Berekian’s immediate goal is to complete the College of Education’s single subject credential program next spring, then get a job teaching high school earth science.
“I envision bringing science into the lives of students and their parents who may not have otherwise been interested,” said Berekian, 48, and a Placentia resident.
She holds a bachelor’s degree in geology from Cal State Long Beach and a master’s in geology from Cal State Fullerton. While earning her master's degree, Berekian also worked as a Geological Science Department technician.
Berekian currently teaches geology at Orange Coast College but has always wanted to be a high school teacher.
To help her realize her goal, she landed a spot as a PRISE intern at the Ocean Institute. Her research project focuses on developing earth science curriculum to improve the quality of ninth grade science programs.
Her project is geared toward students and teachers in the Anaheim Union High School District, as well as other students who visit the Ocean Institute.
Anaheim Union High School teachers will participate in a earth science workshop in August with students visiting the Ocean Institute in the fall to get hands-on lessons about earth science.
“This project is important because it is not only providing a learning experience for students, but also for teachers from the school district who may not have a background in the earth sciences,” she said.
Students and teachers will be exposed to various areas of earth science, such as learning about ocean currents and their effects on global climate, as well as be involved in making scientific observations about ocean life, Berekian said.
“This project is giving me the experience to develop curriculum for the students that I will one day be teaching and in my area of expertise. There is nothing more valuable than hands-on experiences to learn about science, and the grant is providing this opportunity for students, teachers and interns like myself,” Berekian said.
“Through my project, I also hope to gain more understanding of my own strengths as an educator and also the areas where I am not as strong.”
At age 56, Salling, a Cal State Fullerton alumnus, has returned to his alma mater to earn a teaching credential and fulfill a lifelong career goal.

__________

Work instructions:
(a) Answer these questions from the teaching-credential article:
(i) At which college does Berekian currently teach geology?
(ii) In what month will Anaheim Union High School teachers take part in the earth science workshop?
(iii) How old is Salling?
(b) Carry on the teaching-credential article, starting after its final sentence about Salling.

Saved entries:
__________

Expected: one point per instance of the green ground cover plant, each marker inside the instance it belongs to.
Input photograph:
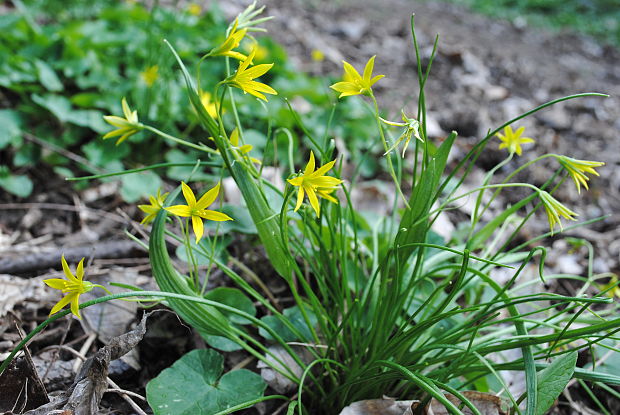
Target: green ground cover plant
(376, 305)
(597, 18)
(63, 66)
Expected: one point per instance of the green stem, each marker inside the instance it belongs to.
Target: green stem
(145, 168)
(199, 147)
(388, 156)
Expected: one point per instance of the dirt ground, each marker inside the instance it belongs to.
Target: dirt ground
(486, 72)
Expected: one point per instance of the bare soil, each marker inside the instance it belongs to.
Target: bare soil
(486, 72)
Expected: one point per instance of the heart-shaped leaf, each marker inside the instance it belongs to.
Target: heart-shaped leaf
(553, 379)
(193, 385)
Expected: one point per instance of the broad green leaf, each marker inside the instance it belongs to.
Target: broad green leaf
(202, 251)
(206, 319)
(553, 380)
(242, 220)
(193, 385)
(293, 315)
(47, 76)
(222, 343)
(16, 184)
(414, 224)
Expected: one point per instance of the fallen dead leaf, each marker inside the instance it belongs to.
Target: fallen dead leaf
(83, 397)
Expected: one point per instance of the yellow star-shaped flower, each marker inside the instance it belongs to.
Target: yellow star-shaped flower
(244, 78)
(232, 41)
(126, 127)
(412, 128)
(315, 183)
(151, 210)
(555, 210)
(197, 210)
(354, 83)
(513, 140)
(73, 286)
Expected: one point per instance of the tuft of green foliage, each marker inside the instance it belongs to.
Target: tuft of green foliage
(63, 66)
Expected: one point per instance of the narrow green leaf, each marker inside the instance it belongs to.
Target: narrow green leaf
(193, 385)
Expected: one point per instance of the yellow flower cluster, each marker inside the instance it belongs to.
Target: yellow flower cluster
(314, 183)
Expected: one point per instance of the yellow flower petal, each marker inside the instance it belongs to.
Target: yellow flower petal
(79, 273)
(62, 303)
(67, 270)
(75, 306)
(300, 197)
(189, 195)
(56, 283)
(198, 227)
(314, 201)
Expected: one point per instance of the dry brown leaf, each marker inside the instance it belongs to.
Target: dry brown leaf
(385, 406)
(486, 403)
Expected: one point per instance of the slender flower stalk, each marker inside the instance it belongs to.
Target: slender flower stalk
(512, 140)
(354, 83)
(205, 99)
(555, 210)
(315, 183)
(244, 149)
(151, 210)
(232, 41)
(244, 78)
(126, 127)
(197, 210)
(73, 286)
(412, 128)
(577, 170)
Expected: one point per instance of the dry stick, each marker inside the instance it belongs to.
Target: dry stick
(85, 346)
(123, 393)
(50, 259)
(256, 279)
(59, 206)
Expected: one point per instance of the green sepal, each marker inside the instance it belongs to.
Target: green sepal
(206, 319)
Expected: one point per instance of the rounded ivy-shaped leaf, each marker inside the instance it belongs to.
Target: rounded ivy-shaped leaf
(193, 385)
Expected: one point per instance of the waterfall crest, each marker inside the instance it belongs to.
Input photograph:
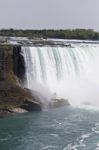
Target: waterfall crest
(67, 72)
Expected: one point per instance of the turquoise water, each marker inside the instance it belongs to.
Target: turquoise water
(54, 129)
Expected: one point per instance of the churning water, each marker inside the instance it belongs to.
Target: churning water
(67, 72)
(55, 129)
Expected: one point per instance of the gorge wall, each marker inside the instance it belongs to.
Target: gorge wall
(13, 97)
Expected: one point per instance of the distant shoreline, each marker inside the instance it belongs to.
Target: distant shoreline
(78, 34)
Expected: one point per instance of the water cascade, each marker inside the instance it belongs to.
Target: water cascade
(65, 72)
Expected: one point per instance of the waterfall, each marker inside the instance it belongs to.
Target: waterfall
(67, 72)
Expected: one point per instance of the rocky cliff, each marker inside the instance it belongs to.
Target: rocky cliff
(12, 73)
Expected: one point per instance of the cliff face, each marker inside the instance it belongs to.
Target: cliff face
(12, 71)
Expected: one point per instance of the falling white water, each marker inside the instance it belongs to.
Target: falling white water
(68, 72)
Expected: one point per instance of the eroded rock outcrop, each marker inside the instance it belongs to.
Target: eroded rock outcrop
(12, 95)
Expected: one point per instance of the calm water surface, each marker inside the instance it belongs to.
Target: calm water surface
(55, 129)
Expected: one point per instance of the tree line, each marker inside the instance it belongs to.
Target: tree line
(84, 34)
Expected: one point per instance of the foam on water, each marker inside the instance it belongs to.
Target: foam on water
(66, 72)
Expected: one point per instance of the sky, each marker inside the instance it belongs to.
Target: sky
(49, 14)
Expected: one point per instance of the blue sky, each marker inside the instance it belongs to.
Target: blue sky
(49, 14)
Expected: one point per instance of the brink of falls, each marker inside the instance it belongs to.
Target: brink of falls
(64, 72)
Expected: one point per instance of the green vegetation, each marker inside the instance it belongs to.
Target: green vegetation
(85, 34)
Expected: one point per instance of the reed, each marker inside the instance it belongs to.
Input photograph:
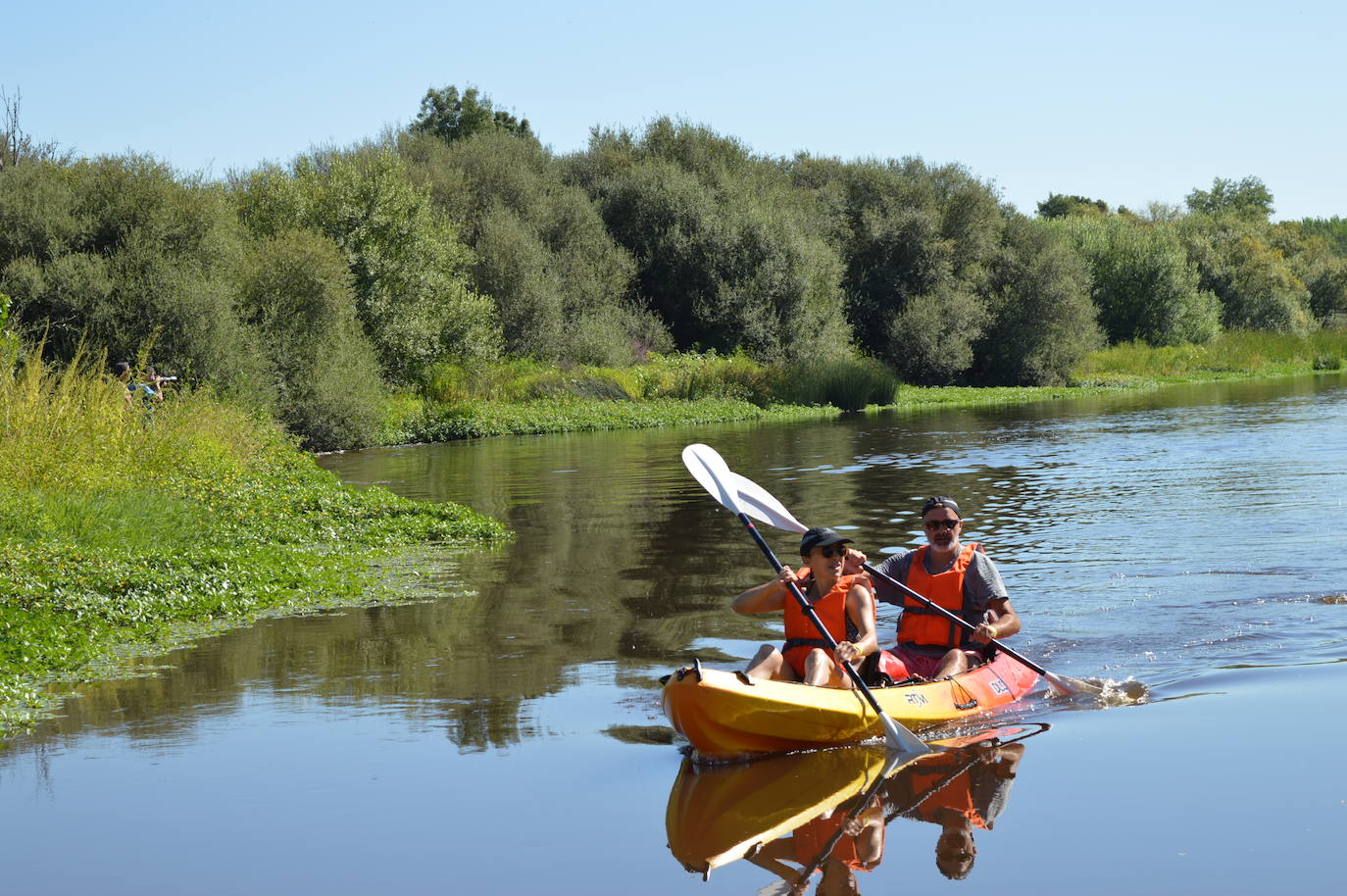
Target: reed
(125, 525)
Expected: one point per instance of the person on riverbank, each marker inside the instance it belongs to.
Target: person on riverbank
(838, 844)
(147, 388)
(843, 604)
(957, 576)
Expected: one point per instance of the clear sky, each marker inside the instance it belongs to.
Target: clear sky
(1124, 103)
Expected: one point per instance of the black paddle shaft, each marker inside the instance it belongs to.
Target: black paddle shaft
(954, 619)
(809, 611)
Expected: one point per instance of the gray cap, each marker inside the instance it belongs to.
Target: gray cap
(948, 503)
(820, 536)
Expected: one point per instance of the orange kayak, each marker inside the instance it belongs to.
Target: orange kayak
(729, 716)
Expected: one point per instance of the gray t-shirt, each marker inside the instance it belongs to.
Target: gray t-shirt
(980, 581)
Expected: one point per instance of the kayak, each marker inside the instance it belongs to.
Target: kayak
(729, 716)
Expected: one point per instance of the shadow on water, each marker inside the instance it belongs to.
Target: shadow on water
(827, 813)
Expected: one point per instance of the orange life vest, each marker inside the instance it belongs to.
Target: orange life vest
(800, 635)
(924, 626)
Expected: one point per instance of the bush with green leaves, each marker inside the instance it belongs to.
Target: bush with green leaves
(561, 284)
(295, 291)
(918, 244)
(410, 267)
(729, 255)
(1238, 260)
(125, 254)
(1142, 281)
(1041, 319)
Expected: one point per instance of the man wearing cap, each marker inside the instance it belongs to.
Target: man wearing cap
(958, 576)
(842, 603)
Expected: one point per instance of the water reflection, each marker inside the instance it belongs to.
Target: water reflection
(825, 813)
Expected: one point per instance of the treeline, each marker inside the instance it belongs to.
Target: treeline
(462, 240)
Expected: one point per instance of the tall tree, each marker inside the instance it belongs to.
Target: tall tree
(451, 116)
(1246, 198)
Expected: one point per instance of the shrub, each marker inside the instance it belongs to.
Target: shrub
(1142, 281)
(296, 292)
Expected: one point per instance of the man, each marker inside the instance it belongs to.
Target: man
(842, 603)
(958, 576)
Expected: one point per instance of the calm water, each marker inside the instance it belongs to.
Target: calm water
(504, 736)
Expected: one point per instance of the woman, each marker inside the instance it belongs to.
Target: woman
(842, 603)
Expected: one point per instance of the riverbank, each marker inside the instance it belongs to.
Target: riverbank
(126, 529)
(684, 389)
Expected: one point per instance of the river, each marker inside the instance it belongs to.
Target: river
(503, 734)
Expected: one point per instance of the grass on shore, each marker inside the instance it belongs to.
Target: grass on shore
(519, 398)
(1235, 353)
(122, 527)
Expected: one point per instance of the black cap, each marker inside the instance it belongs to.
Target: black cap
(948, 503)
(820, 536)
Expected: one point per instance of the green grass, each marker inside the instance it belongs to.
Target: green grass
(1231, 355)
(478, 418)
(119, 531)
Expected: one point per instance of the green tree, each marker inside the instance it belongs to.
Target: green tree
(1142, 281)
(1246, 198)
(123, 252)
(1059, 205)
(451, 116)
(729, 255)
(1241, 265)
(409, 265)
(559, 280)
(1332, 229)
(1043, 321)
(918, 244)
(296, 291)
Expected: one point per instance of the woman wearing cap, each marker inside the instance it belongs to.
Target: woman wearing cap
(842, 603)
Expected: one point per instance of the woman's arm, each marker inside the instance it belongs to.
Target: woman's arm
(767, 597)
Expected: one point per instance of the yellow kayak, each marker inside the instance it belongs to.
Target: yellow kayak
(729, 716)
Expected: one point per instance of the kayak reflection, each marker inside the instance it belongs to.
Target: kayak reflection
(822, 816)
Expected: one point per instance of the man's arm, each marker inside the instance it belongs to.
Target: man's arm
(895, 568)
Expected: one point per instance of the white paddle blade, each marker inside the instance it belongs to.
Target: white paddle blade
(760, 504)
(1063, 686)
(710, 471)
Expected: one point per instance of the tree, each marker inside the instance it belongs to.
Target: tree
(451, 116)
(1245, 263)
(561, 283)
(1142, 281)
(1041, 319)
(1246, 198)
(15, 144)
(409, 266)
(295, 290)
(1058, 205)
(123, 252)
(729, 255)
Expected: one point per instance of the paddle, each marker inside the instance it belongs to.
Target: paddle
(716, 477)
(759, 503)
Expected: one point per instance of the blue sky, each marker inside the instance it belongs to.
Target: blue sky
(1127, 103)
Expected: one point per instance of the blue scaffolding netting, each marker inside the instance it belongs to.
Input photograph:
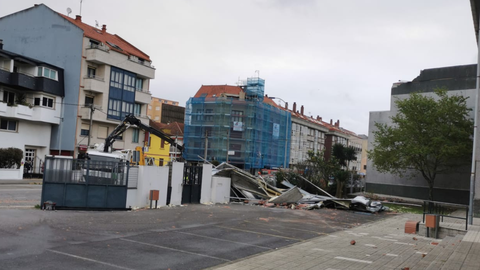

__________

Answers by item number:
(a)
(i) Orange Coast College
(ii) August
(iii) 56

(b)
The father of three college-age children has always wanted to be a teacher but put aside that dream to start his contracting and woodworking business.
After earning a bachelor’s degree in sociology in 1977, he landed a job as a track coach at his high school alma mater, Orange High School. Then he started his own business, which thrived over the years and provided a comfortable living for him and his family.
“When I was first out of college, I worked as a high school coach, but got side-tracked by other interests and abilities and never got into teaching … something I always wanted to do,” said Salling, who also holds a law degree.
Salling, whose wife is an elementary teacher, is pursuing single subject credentials to teach high school earth science and biology. He plans to complete the credential program next spring.
For his PRISE internship project, he is conducting research at Tucker Wildlife Sanctuary in Modjeska Canyon, where he lived for many years. The sanctuary is owned and operated by Cal State Fullerton and its College of Natural Sciences and Mathematics.
His project combines his woodworking talents with his desire to conduct science research.
Salling is handcrafting a maple map stand that will display his efforts of documenting the endangered and extinct species in the local area.
“The map will show the location of the many species of plants and animals of this area,” he said.
Salling also plans on using his research findings in his future science classroom.
“This internship is a learning experience for me. It’s a chance to expand my knowledge of science and make science more relevant for the students who visit Tucker, and for my future students,” he said.
In the fall, he will return to Orange High School to student teach, a requirement of the credential program, and also to coach track.